*PAGE EXCERPT:*
Use the file of vectors you just generated (indicated by `ABS_VEC_FILE`) and create a list of document IDs (`docids`) and a list of vectors (`vecs`). Each element of the list `vecs` must be a numpy array of size (300,).

The next cell displays the size of the `docids` and `vecs` list. Verify that they are identical. Also verify that the elements of the list `vecs` are numpy vectors of size (300,).

In [None]:
docids, vecs = [], []
with open(ABS_VEC_FILE, "r") as fav:
    num_recs = 0
    for line in fav:
        if num_recs % 10000 == 0:
            print("{:d} vectors read".format(num_recs))
        doc_id, vec_str = line.strip().split('\t')

*SET TASK A:* Decide whether each statement agrees with the notebook excerpt, answering yes or no and quoting the words of the excerpt that settle it: (i) every element of `vecs` has to be a numpy array of size (300,); (ii) the sizes of `docids` and `vecs` are expected to differ; (iii) the code prints a progress message every 1,000 vectors.
The notebook excerpt above and the records are separate material with no connection to each other.

*AVAILABLE RECORDS:*
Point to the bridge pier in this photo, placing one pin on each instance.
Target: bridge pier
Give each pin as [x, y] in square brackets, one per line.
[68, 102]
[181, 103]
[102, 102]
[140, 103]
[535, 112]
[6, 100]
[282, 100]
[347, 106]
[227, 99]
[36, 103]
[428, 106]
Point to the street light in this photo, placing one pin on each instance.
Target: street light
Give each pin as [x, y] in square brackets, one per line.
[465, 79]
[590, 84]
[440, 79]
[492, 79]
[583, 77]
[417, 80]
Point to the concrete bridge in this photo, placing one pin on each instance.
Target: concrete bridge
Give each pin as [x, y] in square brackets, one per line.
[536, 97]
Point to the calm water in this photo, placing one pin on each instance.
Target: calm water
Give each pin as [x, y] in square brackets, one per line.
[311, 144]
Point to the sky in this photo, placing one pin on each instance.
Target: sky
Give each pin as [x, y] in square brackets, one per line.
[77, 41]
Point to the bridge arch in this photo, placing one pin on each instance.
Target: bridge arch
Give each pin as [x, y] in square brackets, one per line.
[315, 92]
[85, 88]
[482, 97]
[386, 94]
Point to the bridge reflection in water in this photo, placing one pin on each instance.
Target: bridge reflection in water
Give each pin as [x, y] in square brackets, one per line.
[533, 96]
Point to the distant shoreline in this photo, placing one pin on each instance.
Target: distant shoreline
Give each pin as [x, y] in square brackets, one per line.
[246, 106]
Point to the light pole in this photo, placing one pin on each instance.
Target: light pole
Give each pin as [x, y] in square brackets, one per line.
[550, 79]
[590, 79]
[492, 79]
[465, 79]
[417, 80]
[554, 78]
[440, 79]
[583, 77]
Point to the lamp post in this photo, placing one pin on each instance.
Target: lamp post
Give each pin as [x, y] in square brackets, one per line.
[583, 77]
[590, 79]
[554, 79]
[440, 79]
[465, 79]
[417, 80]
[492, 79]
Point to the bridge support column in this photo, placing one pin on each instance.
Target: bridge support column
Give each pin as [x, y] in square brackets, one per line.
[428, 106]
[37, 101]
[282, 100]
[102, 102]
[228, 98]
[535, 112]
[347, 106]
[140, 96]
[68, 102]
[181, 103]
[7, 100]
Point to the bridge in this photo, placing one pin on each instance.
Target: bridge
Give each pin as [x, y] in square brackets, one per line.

*SET TASK B:* From the records, extract every line from the one containing "Point to the sky" up to and including the final line of the records, reproducing each line unchanged.

*PROBLEM SOLUTION A:*
(i) Yes: "Each element of the list `vecs` must be a numpy array of size (300,)."
(ii) No: "Verify that they are identical."
(iii) No: "if num_recs % 10000 == 0:"

*PROBLEM SOLUTION B:*
Point to the sky in this photo, placing one pin on each instance.
Target: sky
Give each pin as [x, y] in square brackets, one per line.
[77, 41]
Point to the bridge arch in this photo, placing one pin on each instance.
Target: bridge arch
Give each pin as [x, y] in square brackets, one per line.
[315, 92]
[85, 88]
[482, 97]
[386, 94]
Point to the bridge reflection in water in this photo, placing one pin on each instance.
Target: bridge reflection in water
Give each pin as [x, y] in square brackets, one per line.
[533, 96]
Point to the distant shoreline in this photo, placing one pin on each instance.
Target: distant shoreline
Give each pin as [x, y] in square brackets, one per line.
[246, 106]
Point to the light pole in this photo, placing one pin on each instance.
Target: light pole
Give each pin as [x, y] in square brackets, one per line.
[550, 79]
[590, 79]
[492, 79]
[465, 79]
[417, 80]
[554, 78]
[440, 79]
[583, 77]
Point to the lamp post in this photo, placing one pin on each instance.
Target: lamp post
Give each pin as [x, y] in square brackets, one per line.
[583, 77]
[590, 79]
[554, 79]
[440, 79]
[465, 79]
[417, 80]
[492, 79]
Point to the bridge support column in this photo, placing one pin on each instance.
Target: bridge support column
Give each pin as [x, y] in square brackets, one per line.
[428, 106]
[37, 101]
[282, 100]
[102, 102]
[228, 98]
[535, 112]
[347, 106]
[140, 96]
[68, 102]
[181, 103]
[7, 100]
Point to the bridge in this photo, placing one pin on each instance.
Target: bridge
Give each pin as [x, y] in square brackets, one per line.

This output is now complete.